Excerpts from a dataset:
=-=-=
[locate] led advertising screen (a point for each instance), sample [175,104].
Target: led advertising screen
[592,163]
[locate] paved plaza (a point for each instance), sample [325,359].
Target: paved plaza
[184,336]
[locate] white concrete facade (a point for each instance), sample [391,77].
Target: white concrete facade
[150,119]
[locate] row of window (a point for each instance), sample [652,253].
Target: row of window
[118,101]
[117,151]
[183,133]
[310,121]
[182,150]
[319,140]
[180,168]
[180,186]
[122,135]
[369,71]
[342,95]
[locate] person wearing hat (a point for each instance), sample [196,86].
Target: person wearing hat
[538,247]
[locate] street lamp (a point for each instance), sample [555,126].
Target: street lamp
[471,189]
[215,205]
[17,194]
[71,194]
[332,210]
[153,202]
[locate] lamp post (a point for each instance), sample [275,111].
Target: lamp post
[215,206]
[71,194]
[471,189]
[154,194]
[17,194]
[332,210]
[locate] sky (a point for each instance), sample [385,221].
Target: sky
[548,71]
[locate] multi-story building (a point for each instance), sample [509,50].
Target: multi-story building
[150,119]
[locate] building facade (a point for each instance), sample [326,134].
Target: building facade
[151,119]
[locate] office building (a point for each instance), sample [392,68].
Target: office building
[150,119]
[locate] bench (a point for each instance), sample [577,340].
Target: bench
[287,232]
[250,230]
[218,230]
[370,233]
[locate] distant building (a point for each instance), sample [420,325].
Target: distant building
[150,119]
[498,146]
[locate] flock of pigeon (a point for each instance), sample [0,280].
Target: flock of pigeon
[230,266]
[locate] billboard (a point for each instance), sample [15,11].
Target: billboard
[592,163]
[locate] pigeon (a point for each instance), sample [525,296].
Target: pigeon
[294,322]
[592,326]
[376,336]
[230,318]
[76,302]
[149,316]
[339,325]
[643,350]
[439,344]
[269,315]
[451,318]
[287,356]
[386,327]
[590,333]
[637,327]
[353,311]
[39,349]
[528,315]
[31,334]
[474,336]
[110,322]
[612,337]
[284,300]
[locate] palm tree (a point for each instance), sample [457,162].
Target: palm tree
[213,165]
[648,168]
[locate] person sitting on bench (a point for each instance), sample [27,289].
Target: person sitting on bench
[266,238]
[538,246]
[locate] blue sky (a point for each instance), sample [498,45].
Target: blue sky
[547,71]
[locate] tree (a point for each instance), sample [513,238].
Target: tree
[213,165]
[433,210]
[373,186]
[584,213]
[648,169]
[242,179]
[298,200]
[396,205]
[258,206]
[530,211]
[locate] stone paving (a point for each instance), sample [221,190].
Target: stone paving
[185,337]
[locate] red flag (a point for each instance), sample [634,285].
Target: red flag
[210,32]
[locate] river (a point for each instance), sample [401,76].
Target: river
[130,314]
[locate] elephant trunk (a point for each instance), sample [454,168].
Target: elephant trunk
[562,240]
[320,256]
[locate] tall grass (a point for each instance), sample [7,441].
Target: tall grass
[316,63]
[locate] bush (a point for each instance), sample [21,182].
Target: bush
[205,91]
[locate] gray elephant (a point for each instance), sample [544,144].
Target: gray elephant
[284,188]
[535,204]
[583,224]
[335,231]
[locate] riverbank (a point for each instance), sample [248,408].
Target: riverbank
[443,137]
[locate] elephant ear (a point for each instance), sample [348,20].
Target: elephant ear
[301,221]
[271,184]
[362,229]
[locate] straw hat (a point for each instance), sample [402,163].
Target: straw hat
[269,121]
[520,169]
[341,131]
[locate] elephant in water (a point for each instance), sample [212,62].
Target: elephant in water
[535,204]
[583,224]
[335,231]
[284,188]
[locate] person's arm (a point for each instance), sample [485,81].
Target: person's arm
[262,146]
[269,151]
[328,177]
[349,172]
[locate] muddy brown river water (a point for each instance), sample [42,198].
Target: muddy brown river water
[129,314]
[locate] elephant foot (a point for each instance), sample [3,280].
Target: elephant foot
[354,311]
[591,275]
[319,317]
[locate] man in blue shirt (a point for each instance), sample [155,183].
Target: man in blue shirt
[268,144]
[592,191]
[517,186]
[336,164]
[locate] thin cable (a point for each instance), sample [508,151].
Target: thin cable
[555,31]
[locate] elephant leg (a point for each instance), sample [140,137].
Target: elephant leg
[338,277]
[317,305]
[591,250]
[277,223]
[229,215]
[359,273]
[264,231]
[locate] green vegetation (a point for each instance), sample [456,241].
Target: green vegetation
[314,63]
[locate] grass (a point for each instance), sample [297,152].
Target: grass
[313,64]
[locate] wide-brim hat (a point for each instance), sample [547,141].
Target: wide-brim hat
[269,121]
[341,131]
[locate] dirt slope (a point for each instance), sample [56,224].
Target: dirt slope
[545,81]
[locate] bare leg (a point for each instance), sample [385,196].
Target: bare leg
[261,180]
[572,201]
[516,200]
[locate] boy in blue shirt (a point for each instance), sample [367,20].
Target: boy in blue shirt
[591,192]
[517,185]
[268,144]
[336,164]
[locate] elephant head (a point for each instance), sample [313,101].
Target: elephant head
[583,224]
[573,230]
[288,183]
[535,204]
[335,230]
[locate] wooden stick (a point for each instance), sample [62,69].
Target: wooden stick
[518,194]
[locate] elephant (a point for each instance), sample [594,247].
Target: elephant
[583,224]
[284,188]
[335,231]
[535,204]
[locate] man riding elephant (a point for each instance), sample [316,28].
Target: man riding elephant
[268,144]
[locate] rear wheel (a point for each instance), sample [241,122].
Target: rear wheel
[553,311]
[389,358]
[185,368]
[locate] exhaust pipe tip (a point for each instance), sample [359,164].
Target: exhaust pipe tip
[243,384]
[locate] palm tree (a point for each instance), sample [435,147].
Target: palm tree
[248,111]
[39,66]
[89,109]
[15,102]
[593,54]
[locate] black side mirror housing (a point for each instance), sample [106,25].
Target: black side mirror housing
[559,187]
=-=-=
_ACTIVITY:_ Reproduce the full set of records precisely.

_ANSWER FOR THIS EXERCISE:_
[locate] led advertising screen (a point for each instance), sample [175,104].
Target: led advertising screen
[592,163]
[locate] paved plaza (a point for each instance), sample [325,359].
Target: paved plaza
[184,336]
[locate] white concrete facade (a point for each instance), sample [391,77].
Target: white concrete facade
[150,119]
[locate] row of window (a point for each instance), sample [652,253].
Target: row of window
[118,101]
[117,151]
[183,133]
[310,121]
[182,150]
[319,140]
[180,168]
[180,186]
[122,135]
[369,71]
[342,95]
[locate] person wearing hat (a point for each instance), sample [196,86].
Target: person wearing hat
[538,247]
[locate] street lamp (a point for each instance), sample [555,126].
Target: street lamp
[471,189]
[215,205]
[17,194]
[71,194]
[332,210]
[153,202]
[locate] lamp post (a point for each instance), sample [275,111].
Target: lamp post
[215,206]
[71,194]
[471,189]
[154,194]
[17,194]
[332,210]
[locate] sky (a point for each instance), sample [385,221].
Target: sky
[548,71]
[locate] multi-story building (a point for each instance), sample [509,50].
Target: multi-story building
[150,119]
[locate] building facade (a point for each instance), sample [326,134].
Target: building facade
[151,119]
[locate] office building (a point for each instance), sample [392,68].
Target: office building
[150,119]
[locate] bench (a point for each instance), sample [577,340].
Target: bench
[287,232]
[250,230]
[218,230]
[370,233]
[locate] distant building (a point for each instance), sample [420,325].
Target: distant building
[150,119]
[498,146]
[locate] flock of pigeon (a point for each instance), sample [0,280].
Target: flock of pigeon
[230,266]
[locate] billboard (a point for each instance), sample [15,11].
Target: billboard
[592,163]
[locate] pigeon (a point for each instance), sample [525,296].
Target: pigeon
[294,322]
[592,326]
[376,336]
[230,318]
[76,302]
[149,316]
[339,325]
[643,350]
[439,344]
[269,315]
[451,318]
[287,356]
[386,327]
[590,333]
[637,327]
[353,311]
[39,349]
[528,315]
[31,334]
[474,336]
[110,322]
[612,337]
[284,300]
[locate] palm tree (a point for each instance), sample [457,162].
Target: palm tree
[213,165]
[648,168]
[locate] person sitting on bench (a point for each instance), sample [27,289].
Target: person sitting on bench
[266,238]
[538,246]
[locate] blue sky (a point for each instance), sample [498,45].
Target: blue sky
[547,71]
[locate] tree (a point for each instance), sample [513,238].
Target: tree
[213,165]
[433,210]
[373,186]
[584,213]
[648,169]
[242,179]
[298,200]
[396,205]
[258,206]
[530,211]
[locate] stone paving (a point for each instance), sample [221,190].
Target: stone paving
[185,337]
[locate] red flag (a point for each instance), sample [634,285].
Target: red flag
[210,32]
[locate] river (a point for each instance), sample [401,76].
Target: river
[130,314]
[locate] elephant trunk (a point for each instance), sample [454,168].
Target: elephant trunk
[562,240]
[320,256]
[locate] tall grass (a point for each instance), sample [7,441].
Target: tall grass
[316,63]
[locate] bush (a point for each instance), sample [21,182].
Target: bush
[205,91]
[locate] gray elephant (a point for each instance), sample [544,144].
Target: gray elephant
[284,188]
[535,204]
[583,224]
[335,231]
[locate] riverbank (a point for each instance), sample [248,408].
Target: riverbank
[443,137]
[locate] elephant ear (a point for each instance), sample [348,20].
Target: elephant ear
[301,221]
[271,184]
[362,229]
[locate] straw hat (a point for each instance), sample [402,163].
Target: straw hat
[269,121]
[520,169]
[341,131]
[locate] elephant in water (a point for each instance), sample [212,62].
Target: elephant in water
[535,204]
[583,224]
[335,231]
[284,188]
[locate] person's arm (a point for each instance), sample [485,81].
Target: person's arm
[262,146]
[269,151]
[328,177]
[349,172]
[locate] muddy brown river water (a point for each instance), sample [42,198].
Target: muddy brown river water
[129,314]
[locate] elephant foot (a point for each instance), sample [3,280].
Target: elephant foot
[354,311]
[591,275]
[319,317]
[locate] man in blue shirt (a point for each instance), sample [155,183].
Target: man in blue shirt
[268,144]
[592,191]
[517,186]
[336,164]
[locate] thin cable (a point for each instance), sample [508,151].
Target: thin cable
[555,31]
[locate] elephant leg (a point for each instance), sample [140,137].
Target: elephant leg
[338,277]
[317,305]
[591,250]
[277,223]
[229,215]
[359,273]
[264,231]
[locate] green vegetation (a point for each instance), sample [456,241].
Target: green vegetation
[314,63]
[locate] grass (a point for each instance), sample [297,152].
Target: grass
[313,64]
[locate] wide-brim hat (a point for each instance), sample [547,141].
Target: wide-brim hat
[269,121]
[341,131]
[locate] dirt slope (a point for each instance), sample [56,224].
Target: dirt slope
[545,81]
[locate] bare leg (a point for each instance), sample [385,196].
Target: bare leg
[261,180]
[572,201]
[516,200]
[locate] boy in blue shirt (a point for each instance), sample [367,20].
Target: boy in blue shirt
[591,192]
[517,185]
[268,144]
[336,164]
[locate] elephant head (a point for each instance), sample [313,101].
Target: elephant head
[583,224]
[573,230]
[288,183]
[535,204]
[335,230]
[locate] wooden stick (a point for each instance), sample [62,69].
Target: wooden stick
[518,194]
[locate] elephant (a point for each instance), sample [594,247].
Target: elephant
[583,224]
[284,188]
[335,231]
[535,204]
[locate] man riding elephant (a point for each instance), sample [316,28].
Target: man riding elephant
[268,144]
[locate] rear wheel (a point for each instance), sample [241,122].
Target: rear wheel
[553,311]
[389,358]
[185,368]
[locate] exhaust pipe tip (a point for each instance), sample [359,164].
Target: exhaust pipe tip
[243,384]
[locate] palm tree (a point for each instance), sample [435,147].
Target: palm tree
[248,111]
[39,66]
[89,109]
[15,102]
[593,54]
[locate] black side mirror housing (a point for each instance), sample [106,25].
Target: black side mirror housing
[559,187]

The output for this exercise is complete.